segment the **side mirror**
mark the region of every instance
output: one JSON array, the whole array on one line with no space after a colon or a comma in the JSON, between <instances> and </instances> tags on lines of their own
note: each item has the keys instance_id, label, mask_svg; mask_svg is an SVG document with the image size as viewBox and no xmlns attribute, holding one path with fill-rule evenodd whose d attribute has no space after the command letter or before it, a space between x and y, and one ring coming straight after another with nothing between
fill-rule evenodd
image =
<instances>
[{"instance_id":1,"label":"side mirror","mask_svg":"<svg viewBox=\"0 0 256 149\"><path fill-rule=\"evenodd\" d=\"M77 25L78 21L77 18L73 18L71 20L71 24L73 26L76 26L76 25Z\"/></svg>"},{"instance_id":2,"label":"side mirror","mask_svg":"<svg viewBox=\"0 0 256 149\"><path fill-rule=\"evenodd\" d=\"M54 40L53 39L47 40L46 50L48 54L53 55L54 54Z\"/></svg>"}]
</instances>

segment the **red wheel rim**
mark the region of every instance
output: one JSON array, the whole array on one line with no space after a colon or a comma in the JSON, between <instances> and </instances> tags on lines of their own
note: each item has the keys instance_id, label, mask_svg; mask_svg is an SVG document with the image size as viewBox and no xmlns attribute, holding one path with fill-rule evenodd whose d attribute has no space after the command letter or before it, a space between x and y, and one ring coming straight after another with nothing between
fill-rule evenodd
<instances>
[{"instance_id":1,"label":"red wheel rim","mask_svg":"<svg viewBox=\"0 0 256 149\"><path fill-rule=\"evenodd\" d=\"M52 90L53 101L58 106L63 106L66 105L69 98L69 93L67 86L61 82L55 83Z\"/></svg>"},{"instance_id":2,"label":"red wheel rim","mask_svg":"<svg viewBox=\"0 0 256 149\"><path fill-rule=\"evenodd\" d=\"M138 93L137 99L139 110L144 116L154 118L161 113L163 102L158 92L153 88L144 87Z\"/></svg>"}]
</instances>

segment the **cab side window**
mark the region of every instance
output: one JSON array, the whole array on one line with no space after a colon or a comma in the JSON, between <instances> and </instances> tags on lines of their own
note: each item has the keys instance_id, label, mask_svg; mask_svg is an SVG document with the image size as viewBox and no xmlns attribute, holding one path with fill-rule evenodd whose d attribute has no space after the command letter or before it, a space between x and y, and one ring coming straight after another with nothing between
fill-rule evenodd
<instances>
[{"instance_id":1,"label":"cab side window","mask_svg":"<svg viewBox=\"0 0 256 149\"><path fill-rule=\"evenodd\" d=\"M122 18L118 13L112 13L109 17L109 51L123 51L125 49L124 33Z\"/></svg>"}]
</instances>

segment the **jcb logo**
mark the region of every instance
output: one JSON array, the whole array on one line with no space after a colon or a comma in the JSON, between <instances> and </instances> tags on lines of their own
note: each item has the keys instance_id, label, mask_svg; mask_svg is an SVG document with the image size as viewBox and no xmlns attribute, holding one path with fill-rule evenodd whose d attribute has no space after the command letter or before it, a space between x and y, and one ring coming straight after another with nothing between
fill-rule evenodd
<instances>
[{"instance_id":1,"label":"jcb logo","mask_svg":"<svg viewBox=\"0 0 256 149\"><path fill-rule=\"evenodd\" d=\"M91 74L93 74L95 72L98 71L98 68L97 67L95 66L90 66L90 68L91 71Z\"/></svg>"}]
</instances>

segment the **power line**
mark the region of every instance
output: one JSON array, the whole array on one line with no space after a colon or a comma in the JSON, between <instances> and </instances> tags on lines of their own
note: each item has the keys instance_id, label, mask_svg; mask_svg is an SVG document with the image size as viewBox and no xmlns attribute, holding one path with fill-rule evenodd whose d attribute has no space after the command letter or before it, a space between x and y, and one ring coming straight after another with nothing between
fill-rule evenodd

____________________

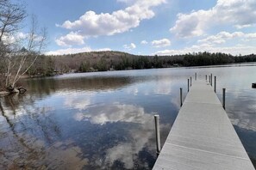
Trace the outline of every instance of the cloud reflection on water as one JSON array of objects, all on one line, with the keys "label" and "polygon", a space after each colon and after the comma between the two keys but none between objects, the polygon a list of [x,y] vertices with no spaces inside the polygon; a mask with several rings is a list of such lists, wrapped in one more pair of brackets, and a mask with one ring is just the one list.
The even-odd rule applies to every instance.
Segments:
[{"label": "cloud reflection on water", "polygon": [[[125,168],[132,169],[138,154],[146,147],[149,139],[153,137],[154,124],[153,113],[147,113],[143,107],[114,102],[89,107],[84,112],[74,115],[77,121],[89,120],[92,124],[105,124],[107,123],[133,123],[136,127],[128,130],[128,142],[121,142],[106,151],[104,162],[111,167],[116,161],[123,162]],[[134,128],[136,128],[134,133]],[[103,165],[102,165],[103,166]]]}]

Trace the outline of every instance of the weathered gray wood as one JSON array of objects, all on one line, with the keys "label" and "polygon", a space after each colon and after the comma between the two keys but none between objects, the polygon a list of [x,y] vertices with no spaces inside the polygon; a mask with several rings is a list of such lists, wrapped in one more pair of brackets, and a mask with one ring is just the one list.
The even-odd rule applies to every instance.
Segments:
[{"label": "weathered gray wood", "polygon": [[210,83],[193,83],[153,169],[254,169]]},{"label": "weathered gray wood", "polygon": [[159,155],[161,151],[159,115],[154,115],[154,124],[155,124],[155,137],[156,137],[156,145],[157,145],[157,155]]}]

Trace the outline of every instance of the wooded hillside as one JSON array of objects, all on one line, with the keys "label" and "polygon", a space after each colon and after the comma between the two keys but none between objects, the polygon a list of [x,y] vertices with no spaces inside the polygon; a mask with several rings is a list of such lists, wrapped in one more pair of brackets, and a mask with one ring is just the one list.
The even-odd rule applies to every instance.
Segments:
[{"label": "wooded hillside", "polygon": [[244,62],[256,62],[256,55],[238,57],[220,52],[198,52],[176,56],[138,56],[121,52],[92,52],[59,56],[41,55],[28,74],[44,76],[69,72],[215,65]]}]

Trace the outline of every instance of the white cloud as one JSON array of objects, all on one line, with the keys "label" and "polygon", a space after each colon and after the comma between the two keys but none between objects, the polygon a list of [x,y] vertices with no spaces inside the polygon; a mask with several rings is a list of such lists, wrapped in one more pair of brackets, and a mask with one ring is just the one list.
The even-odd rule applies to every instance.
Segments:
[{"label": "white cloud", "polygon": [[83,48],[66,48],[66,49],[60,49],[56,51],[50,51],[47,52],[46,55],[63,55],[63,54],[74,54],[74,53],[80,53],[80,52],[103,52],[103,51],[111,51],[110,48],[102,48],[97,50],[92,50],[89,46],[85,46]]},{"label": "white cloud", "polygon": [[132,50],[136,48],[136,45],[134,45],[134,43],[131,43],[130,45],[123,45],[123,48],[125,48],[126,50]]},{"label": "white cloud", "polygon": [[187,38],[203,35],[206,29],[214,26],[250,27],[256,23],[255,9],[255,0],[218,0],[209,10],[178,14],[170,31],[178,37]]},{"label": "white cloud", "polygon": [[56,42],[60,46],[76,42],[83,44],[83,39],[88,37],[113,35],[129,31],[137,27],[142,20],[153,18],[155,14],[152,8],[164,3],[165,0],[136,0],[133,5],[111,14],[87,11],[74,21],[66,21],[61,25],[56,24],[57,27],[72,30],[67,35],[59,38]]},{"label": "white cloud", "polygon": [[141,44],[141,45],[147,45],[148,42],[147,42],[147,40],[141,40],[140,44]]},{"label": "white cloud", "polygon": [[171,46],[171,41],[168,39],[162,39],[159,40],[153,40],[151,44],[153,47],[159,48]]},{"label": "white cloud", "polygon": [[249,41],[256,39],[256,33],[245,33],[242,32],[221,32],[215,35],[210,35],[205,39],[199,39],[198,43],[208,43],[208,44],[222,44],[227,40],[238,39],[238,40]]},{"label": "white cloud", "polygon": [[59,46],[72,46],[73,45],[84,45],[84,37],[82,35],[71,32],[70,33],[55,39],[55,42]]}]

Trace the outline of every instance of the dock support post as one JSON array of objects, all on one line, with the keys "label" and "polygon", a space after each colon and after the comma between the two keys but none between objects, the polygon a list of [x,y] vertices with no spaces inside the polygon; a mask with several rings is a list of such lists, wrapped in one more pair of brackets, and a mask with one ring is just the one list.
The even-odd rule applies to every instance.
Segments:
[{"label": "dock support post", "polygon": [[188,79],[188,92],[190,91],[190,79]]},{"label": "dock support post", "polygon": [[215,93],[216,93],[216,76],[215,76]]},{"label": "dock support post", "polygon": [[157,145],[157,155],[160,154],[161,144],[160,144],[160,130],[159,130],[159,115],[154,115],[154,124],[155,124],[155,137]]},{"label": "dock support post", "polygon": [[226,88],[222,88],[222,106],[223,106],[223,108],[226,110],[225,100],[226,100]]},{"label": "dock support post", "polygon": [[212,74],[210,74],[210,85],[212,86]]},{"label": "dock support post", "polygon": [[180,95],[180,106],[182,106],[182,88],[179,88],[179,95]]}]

____________________

= EXERCISE AIM =
Which lines in the entries above contain the word "water"? Pick those lines out and copy each one in full, keeping their original order.

= THE SOLUTION =
Trace the outline of every instance of the cloud reflection on water as one JSON array of objects, all on one line, with the keys "label" and "polygon", a space after each colon and after the comma between the two keys but none between objects, the polygon a list of [x,y] vertices with no spaces inside the polygon; a mask with several rings is a list of such lists, wrapped in one more pair of brackets, and a mask with one ring is just the one list.
[{"label": "cloud reflection on water", "polygon": [[[125,168],[132,169],[138,154],[146,147],[149,139],[153,137],[154,124],[153,113],[147,113],[143,107],[114,102],[89,107],[84,112],[74,115],[77,121],[89,120],[92,124],[105,124],[107,123],[133,123],[136,127],[128,130],[128,142],[121,142],[106,151],[104,162],[111,167],[116,161],[123,162]],[[134,128],[136,128],[134,133]],[[103,165],[102,165],[103,166]]]}]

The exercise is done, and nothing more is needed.